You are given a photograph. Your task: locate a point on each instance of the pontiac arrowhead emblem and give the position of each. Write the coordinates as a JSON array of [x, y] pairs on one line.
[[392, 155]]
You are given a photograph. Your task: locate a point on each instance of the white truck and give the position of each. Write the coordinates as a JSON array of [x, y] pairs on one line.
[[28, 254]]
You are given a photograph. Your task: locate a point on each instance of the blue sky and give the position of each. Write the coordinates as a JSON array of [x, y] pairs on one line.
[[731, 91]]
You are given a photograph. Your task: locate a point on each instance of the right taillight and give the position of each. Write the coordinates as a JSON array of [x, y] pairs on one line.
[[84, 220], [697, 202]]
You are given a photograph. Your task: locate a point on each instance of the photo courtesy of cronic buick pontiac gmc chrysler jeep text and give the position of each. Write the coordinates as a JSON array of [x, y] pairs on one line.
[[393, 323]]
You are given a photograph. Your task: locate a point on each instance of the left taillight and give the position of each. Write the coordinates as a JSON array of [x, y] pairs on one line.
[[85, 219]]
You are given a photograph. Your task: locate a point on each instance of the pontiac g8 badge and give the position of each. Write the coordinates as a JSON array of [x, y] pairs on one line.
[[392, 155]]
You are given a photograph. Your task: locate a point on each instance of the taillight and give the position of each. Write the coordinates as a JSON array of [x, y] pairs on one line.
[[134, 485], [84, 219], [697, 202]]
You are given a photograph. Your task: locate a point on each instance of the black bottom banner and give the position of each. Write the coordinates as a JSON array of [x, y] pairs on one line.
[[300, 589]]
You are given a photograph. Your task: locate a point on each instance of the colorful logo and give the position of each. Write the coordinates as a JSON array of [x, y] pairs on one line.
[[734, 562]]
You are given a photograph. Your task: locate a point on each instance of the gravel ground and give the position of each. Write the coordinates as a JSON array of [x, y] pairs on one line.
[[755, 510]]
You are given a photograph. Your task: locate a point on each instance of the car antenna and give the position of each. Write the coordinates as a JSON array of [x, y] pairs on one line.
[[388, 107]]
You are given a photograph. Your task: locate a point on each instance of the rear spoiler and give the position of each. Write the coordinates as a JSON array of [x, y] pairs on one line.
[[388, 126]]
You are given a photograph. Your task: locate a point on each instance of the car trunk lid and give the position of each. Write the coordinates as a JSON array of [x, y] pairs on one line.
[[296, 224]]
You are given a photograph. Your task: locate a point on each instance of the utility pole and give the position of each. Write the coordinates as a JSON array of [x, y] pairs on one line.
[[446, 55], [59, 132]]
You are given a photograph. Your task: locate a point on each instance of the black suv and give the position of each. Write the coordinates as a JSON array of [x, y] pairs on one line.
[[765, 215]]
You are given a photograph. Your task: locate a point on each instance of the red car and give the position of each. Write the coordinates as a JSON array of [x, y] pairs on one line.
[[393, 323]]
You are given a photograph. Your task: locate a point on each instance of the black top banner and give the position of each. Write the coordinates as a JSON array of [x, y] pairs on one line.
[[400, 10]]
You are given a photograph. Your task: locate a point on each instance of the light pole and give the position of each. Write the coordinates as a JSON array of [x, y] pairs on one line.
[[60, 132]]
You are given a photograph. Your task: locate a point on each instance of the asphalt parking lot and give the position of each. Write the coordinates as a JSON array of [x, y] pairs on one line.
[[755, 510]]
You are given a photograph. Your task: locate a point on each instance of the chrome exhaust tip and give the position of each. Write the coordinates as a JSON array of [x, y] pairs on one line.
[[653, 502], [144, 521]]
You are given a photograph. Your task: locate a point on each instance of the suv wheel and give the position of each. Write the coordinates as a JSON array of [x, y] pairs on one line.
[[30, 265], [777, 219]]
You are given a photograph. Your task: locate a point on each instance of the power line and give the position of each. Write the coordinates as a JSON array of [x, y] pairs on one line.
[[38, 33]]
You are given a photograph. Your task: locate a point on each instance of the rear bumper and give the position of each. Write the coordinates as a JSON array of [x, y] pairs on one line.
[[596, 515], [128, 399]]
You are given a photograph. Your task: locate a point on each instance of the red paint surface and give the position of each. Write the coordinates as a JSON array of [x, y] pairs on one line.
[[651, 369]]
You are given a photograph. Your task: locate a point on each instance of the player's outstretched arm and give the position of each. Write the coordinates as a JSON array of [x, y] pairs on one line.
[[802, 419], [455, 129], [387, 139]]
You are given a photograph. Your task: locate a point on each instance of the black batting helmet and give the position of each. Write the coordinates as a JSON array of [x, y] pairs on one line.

------------------------------

EXERCISE OBJECTIVE:
Each line of the material should be echoed exactly.

REPLY:
You are given a photograph. Your task: locate a point on each instance of the pontiac arrowhead emblem and give the position of each. Write the coordinates as a JSON array of [x, y] pairs on one line.
[[392, 155]]
You are given a photograph. Your task: locate a point on each instance of the white truck and give the position of each. Write the coordinates as a JSON array of [x, y] pairs on one line.
[[28, 254]]
You are given a photograph. Your task: locate a point on each instance of the blue sky and give the position of each. Write the coordinates as a JSON array of [x, y] pairs on one line.
[[731, 91]]
You are given a photograph. Your task: locate a point on each instance of the right taillight and give the position of each. Write the coordinates as a JSON array of [x, y] pairs on one line.
[[84, 220], [697, 202]]
You are given a photograph. Your task: locate a point on each instance of the photo courtesy of cronic buick pontiac gmc chrysler jeep text and give the position of each. Write the coordinates as a JSON array of [x, y] pairs on one line.
[[393, 323]]
You are given a photograph. Your task: locate a point on each instance of the left taillight and give the position of each. Write the coordinates as a JSON array of [x, y] pairs on one line.
[[85, 219]]
You are given a photograph. Your task: locate a point on each instance of the pontiac g8 badge and give the position of each. Write the coordinates as a JSON array of [x, y] pairs on one line.
[[392, 155]]
You are given a photograph. Your task: locate a point on each instance of the taillight and give the position of each. Write the coordinates as a JSON array of [x, y] pairs on one line.
[[134, 485], [84, 219], [697, 202]]
You are given a photograph. Your task: locate a point on each instance of the black bottom banner and give the position of each. Write the coordinates as a JSON array of [x, y] pairs on one line.
[[300, 589]]
You are given a photograph. Your task: locate a point on each instance of the colorful logo and give the position of each. Write the coordinates as a JSON array of [x, y] pairs on one line.
[[734, 562]]
You are given a photograph. Your task: locate a point on each instance of the gravel ground and give the position of each. Write the coordinates as a JSON array of [x, y] pairs on one line.
[[755, 510]]
You are given a photograph. Your task: locate a point on each instance of the car antenna and give the position of each. Write the coordinates as a JSON array of [x, y] pairs on one line.
[[388, 107]]
You are given a photograph. Your task: locate a point on each instance of the rear spoiler and give the position of each. Write the coordinates as a JSON array of [x, y] pairs on one line.
[[388, 126]]
You are given a photograph. Your task: locate a point on each instance of the car trunk lid and give the position of each. Write the coordinates as a JSON array of [x, y] pairs on one line.
[[296, 224]]
You are given a photograph. Your task: locate a point on each instance of the utility pole and give the position of each. Write the coordinates as a JSON array of [x, y] pairs on one line.
[[446, 55], [59, 132]]
You are given a photograph. Your task: locate a point on each instance of the black suv and give the position of each. Write the coordinates as a JSON array of [x, y] pairs on one line.
[[765, 215]]
You are given a photograph. Your task: locate a point on each instance of the red car and give the position of each. Write the coordinates as a JSON array of [x, y] pairs on one line.
[[393, 323]]
You are given a photograph. Your task: locate a point on each instance of the black top banner and give the position of each. Write the coordinates as a JSON array of [x, y] pairs on one line.
[[400, 10]]
You are given a photograph. Your task: locate a point on each instance of the light pole and give the position of each. Write the coordinates as a JSON array of [x, y] pairs on one line.
[[60, 132]]
You are given a photograph. Your task: locate a point on each instance of the asphalt parking lot and give the position of each. Write the coordinates as a JSON array of [x, y] pairs on one line.
[[755, 510]]
You are given a photograph. Your task: locate a point on each instance of the chrome exhaust tip and give the position of each. Write the coordinates as a JSON array of [x, y] pairs on one line.
[[653, 502], [144, 521]]
You are given a photograph. Your task: locate a point on each instance of the suv wheel and give the position of each. Write the coordinates as a JSON array of [x, y] pairs on one line.
[[30, 265], [777, 219]]
You are given a photograph. Your task: locate a point on each instance of the power line and give the position of each. Write the coordinates as a JSON array of [x, y] pairs on one line.
[[38, 33]]
You are given a photograph. Your task: locate a point on each instance of the rear bumper and give the position of each. Write the coordinates as a JSON array of [x, y] pairs on one line.
[[596, 515], [128, 399]]
You are given a photograph. Your task: locate a point on each instance of the red paint surface and give the position of each. Write the coordinates as a JSON array of [x, y] pairs on one line.
[[651, 369]]
You are given a photograph. Your task: locate a point on each instance of the player's outstretched arm and give the position of each. Write the coordinates as a JSON array of [x, y] pairs on one line.
[[802, 419], [455, 129], [387, 139]]
You are given a photograph. Your task: locate a point on each instance of the black batting helmet and give the position of each. Write the coordinates as a JSON array of [x, y] pairs on one line.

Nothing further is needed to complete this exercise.